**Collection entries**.
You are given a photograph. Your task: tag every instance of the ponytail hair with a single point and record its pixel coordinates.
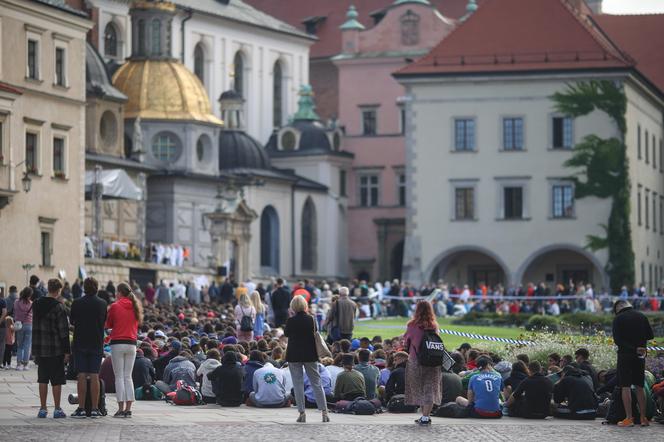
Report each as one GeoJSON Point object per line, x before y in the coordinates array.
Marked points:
{"type": "Point", "coordinates": [126, 291]}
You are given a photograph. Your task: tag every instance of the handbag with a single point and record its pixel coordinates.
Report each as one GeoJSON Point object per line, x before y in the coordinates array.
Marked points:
{"type": "Point", "coordinates": [321, 347]}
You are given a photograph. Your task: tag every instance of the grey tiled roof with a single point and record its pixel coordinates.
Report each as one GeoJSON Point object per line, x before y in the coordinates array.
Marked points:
{"type": "Point", "coordinates": [61, 4]}
{"type": "Point", "coordinates": [238, 10]}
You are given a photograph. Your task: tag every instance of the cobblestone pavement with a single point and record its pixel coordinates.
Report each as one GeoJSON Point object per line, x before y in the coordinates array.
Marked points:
{"type": "Point", "coordinates": [157, 421]}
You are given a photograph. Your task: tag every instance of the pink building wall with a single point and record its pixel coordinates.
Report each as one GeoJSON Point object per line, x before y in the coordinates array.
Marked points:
{"type": "Point", "coordinates": [365, 80]}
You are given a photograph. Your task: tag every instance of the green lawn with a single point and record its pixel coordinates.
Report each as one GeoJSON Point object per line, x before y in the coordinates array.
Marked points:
{"type": "Point", "coordinates": [389, 328]}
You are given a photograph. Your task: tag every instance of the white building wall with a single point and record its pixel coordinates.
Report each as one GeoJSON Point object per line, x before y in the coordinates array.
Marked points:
{"type": "Point", "coordinates": [433, 167]}
{"type": "Point", "coordinates": [645, 114]}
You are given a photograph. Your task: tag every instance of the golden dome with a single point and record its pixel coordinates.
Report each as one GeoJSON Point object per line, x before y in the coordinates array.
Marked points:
{"type": "Point", "coordinates": [163, 90]}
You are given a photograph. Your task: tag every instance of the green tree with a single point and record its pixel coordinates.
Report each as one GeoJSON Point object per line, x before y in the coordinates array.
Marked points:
{"type": "Point", "coordinates": [602, 171]}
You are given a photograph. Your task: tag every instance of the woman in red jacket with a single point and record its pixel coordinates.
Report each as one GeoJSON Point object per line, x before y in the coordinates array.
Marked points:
{"type": "Point", "coordinates": [124, 317]}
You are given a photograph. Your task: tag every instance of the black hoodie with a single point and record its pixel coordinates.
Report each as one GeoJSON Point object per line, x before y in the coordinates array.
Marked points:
{"type": "Point", "coordinates": [50, 328]}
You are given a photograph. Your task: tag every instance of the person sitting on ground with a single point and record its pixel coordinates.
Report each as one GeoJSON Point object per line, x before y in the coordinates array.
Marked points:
{"type": "Point", "coordinates": [255, 363]}
{"type": "Point", "coordinates": [212, 362]}
{"type": "Point", "coordinates": [396, 384]}
{"type": "Point", "coordinates": [350, 383]}
{"type": "Point", "coordinates": [370, 373]}
{"type": "Point", "coordinates": [582, 357]}
{"type": "Point", "coordinates": [269, 389]}
{"type": "Point", "coordinates": [483, 391]}
{"type": "Point", "coordinates": [578, 395]}
{"type": "Point", "coordinates": [532, 398]}
{"type": "Point", "coordinates": [518, 374]}
{"type": "Point", "coordinates": [325, 382]}
{"type": "Point", "coordinates": [179, 369]}
{"type": "Point", "coordinates": [227, 381]}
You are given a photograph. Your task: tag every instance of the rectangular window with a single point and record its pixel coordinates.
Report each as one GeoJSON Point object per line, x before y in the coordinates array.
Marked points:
{"type": "Point", "coordinates": [513, 133]}
{"type": "Point", "coordinates": [60, 67]}
{"type": "Point", "coordinates": [563, 201]}
{"type": "Point", "coordinates": [654, 212]}
{"type": "Point", "coordinates": [401, 189]}
{"type": "Point", "coordinates": [638, 204]}
{"type": "Point", "coordinates": [369, 122]}
{"type": "Point", "coordinates": [342, 182]}
{"type": "Point", "coordinates": [33, 59]}
{"type": "Point", "coordinates": [562, 133]}
{"type": "Point", "coordinates": [464, 204]}
{"type": "Point", "coordinates": [646, 148]}
{"type": "Point", "coordinates": [369, 190]}
{"type": "Point", "coordinates": [58, 156]}
{"type": "Point", "coordinates": [646, 204]}
{"type": "Point", "coordinates": [46, 251]}
{"type": "Point", "coordinates": [513, 202]}
{"type": "Point", "coordinates": [464, 134]}
{"type": "Point", "coordinates": [31, 152]}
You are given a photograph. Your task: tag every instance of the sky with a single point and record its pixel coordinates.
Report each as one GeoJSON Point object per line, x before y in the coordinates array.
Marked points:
{"type": "Point", "coordinates": [632, 6]}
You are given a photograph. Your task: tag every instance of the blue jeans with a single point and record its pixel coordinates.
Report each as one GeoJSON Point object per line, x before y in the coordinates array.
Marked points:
{"type": "Point", "coordinates": [24, 344]}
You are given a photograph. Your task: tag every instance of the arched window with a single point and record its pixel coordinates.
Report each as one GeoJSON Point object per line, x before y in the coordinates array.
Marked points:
{"type": "Point", "coordinates": [142, 43]}
{"type": "Point", "coordinates": [238, 73]}
{"type": "Point", "coordinates": [199, 62]}
{"type": "Point", "coordinates": [309, 237]}
{"type": "Point", "coordinates": [155, 38]}
{"type": "Point", "coordinates": [270, 239]}
{"type": "Point", "coordinates": [277, 92]}
{"type": "Point", "coordinates": [110, 40]}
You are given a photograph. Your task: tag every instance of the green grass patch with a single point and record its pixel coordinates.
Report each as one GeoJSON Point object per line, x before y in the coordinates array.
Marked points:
{"type": "Point", "coordinates": [389, 328]}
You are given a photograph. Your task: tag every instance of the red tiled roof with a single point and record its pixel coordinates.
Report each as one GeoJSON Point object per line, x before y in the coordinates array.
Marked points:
{"type": "Point", "coordinates": [641, 36]}
{"type": "Point", "coordinates": [334, 11]}
{"type": "Point", "coordinates": [522, 35]}
{"type": "Point", "coordinates": [11, 89]}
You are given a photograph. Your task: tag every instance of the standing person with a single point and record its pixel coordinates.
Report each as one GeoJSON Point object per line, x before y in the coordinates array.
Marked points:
{"type": "Point", "coordinates": [50, 345]}
{"type": "Point", "coordinates": [3, 315]}
{"type": "Point", "coordinates": [423, 384]}
{"type": "Point", "coordinates": [280, 300]}
{"type": "Point", "coordinates": [302, 356]}
{"type": "Point", "coordinates": [259, 323]}
{"type": "Point", "coordinates": [631, 333]}
{"type": "Point", "coordinates": [342, 315]}
{"type": "Point", "coordinates": [88, 315]}
{"type": "Point", "coordinates": [245, 318]}
{"type": "Point", "coordinates": [124, 317]}
{"type": "Point", "coordinates": [23, 325]}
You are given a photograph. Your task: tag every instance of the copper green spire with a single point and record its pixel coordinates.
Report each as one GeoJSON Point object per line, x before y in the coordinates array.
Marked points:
{"type": "Point", "coordinates": [306, 107]}
{"type": "Point", "coordinates": [351, 20]}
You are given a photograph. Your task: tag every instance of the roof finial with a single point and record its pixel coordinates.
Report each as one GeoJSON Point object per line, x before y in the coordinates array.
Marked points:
{"type": "Point", "coordinates": [351, 20]}
{"type": "Point", "coordinates": [306, 107]}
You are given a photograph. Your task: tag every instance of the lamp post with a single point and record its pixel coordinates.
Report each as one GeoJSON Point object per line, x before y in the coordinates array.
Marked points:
{"type": "Point", "coordinates": [27, 267]}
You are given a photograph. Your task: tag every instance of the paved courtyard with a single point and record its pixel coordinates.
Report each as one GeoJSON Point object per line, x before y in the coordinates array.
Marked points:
{"type": "Point", "coordinates": [159, 421]}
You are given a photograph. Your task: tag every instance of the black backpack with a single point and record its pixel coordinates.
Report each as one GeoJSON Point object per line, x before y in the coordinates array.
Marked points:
{"type": "Point", "coordinates": [432, 351]}
{"type": "Point", "coordinates": [360, 406]}
{"type": "Point", "coordinates": [246, 323]}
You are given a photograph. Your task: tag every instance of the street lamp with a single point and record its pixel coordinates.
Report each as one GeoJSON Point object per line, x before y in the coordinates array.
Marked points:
{"type": "Point", "coordinates": [27, 182]}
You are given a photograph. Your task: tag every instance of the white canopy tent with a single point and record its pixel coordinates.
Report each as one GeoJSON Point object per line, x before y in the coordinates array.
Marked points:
{"type": "Point", "coordinates": [116, 184]}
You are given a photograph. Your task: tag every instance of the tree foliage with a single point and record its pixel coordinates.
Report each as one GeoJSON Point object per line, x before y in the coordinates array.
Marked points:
{"type": "Point", "coordinates": [601, 170]}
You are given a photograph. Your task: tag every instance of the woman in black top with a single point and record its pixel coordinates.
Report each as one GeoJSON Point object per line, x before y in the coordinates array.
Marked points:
{"type": "Point", "coordinates": [302, 355]}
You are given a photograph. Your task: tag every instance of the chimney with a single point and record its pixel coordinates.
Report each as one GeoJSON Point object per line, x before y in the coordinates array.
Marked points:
{"type": "Point", "coordinates": [350, 32]}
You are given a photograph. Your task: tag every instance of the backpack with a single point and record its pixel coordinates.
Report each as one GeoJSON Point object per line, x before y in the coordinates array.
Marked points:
{"type": "Point", "coordinates": [432, 351]}
{"type": "Point", "coordinates": [452, 409]}
{"type": "Point", "coordinates": [101, 405]}
{"type": "Point", "coordinates": [360, 406]}
{"type": "Point", "coordinates": [397, 404]}
{"type": "Point", "coordinates": [246, 323]}
{"type": "Point", "coordinates": [184, 394]}
{"type": "Point", "coordinates": [148, 393]}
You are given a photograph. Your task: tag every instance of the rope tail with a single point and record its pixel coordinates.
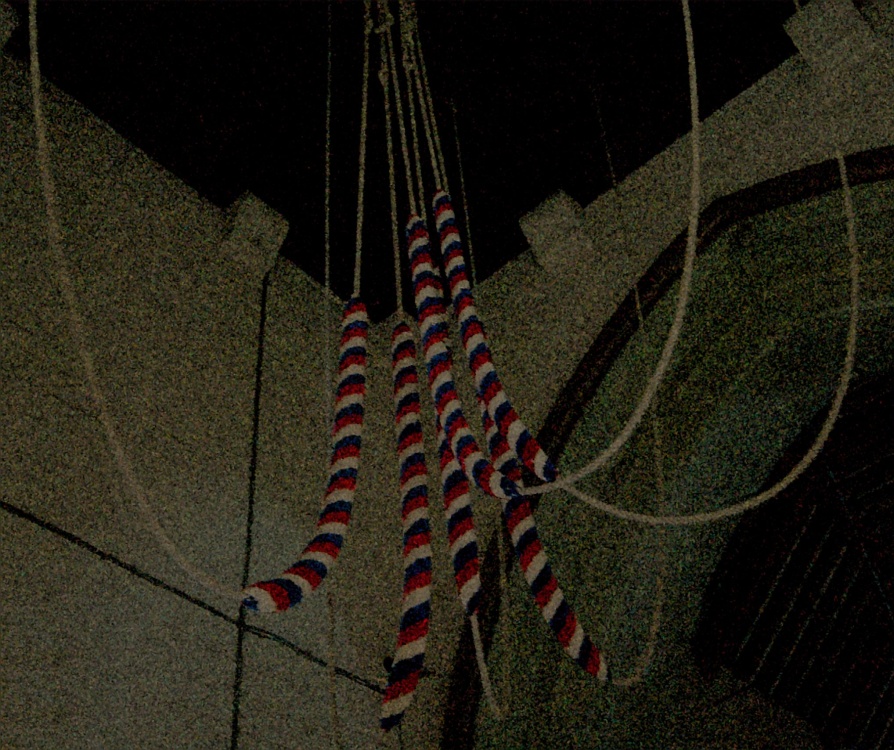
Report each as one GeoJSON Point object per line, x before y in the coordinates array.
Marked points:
{"type": "Point", "coordinates": [279, 594]}
{"type": "Point", "coordinates": [517, 514]}
{"type": "Point", "coordinates": [409, 656]}
{"type": "Point", "coordinates": [487, 381]}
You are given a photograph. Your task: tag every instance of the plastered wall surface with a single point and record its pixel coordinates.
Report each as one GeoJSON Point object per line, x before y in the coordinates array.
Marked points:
{"type": "Point", "coordinates": [170, 287]}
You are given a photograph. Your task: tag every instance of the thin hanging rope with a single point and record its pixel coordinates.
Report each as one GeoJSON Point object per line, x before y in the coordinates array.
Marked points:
{"type": "Point", "coordinates": [644, 660]}
{"type": "Point", "coordinates": [404, 142]}
{"type": "Point", "coordinates": [78, 333]}
{"type": "Point", "coordinates": [410, 36]}
{"type": "Point", "coordinates": [814, 451]}
{"type": "Point", "coordinates": [414, 125]}
{"type": "Point", "coordinates": [462, 189]}
{"type": "Point", "coordinates": [532, 559]}
{"type": "Point", "coordinates": [367, 30]}
{"type": "Point", "coordinates": [321, 553]}
{"type": "Point", "coordinates": [604, 134]}
{"type": "Point", "coordinates": [335, 729]}
{"type": "Point", "coordinates": [482, 667]}
{"type": "Point", "coordinates": [326, 203]}
{"type": "Point", "coordinates": [415, 83]}
{"type": "Point", "coordinates": [683, 294]}
{"type": "Point", "coordinates": [389, 145]}
{"type": "Point", "coordinates": [426, 87]}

**Assignment**.
Across all the entries, how many lines include "wall"? Answer with the number alone.

**Task solution**.
3